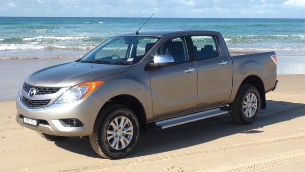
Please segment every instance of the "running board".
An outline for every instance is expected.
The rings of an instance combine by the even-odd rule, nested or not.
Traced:
[[[164,121],[159,121],[156,123],[156,125],[157,126],[161,127],[162,129],[165,129],[227,113],[228,111],[222,110],[219,108]]]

• SET PROBLEM:
Rewrite the lines of every one of the records with "instance" swapped for "occurrence" and everything else kept the same. Leave the pictures out.

• RESULT FOR THIS EXERCISE:
Please segment every occurrence of the "running board".
An outline for every occurrence is expected.
The rings of an occurrence combine by the even-odd rule, nested or not.
Traced:
[[[164,121],[159,121],[156,123],[156,125],[157,126],[161,127],[162,129],[165,129],[227,113],[228,111],[222,110],[219,108]]]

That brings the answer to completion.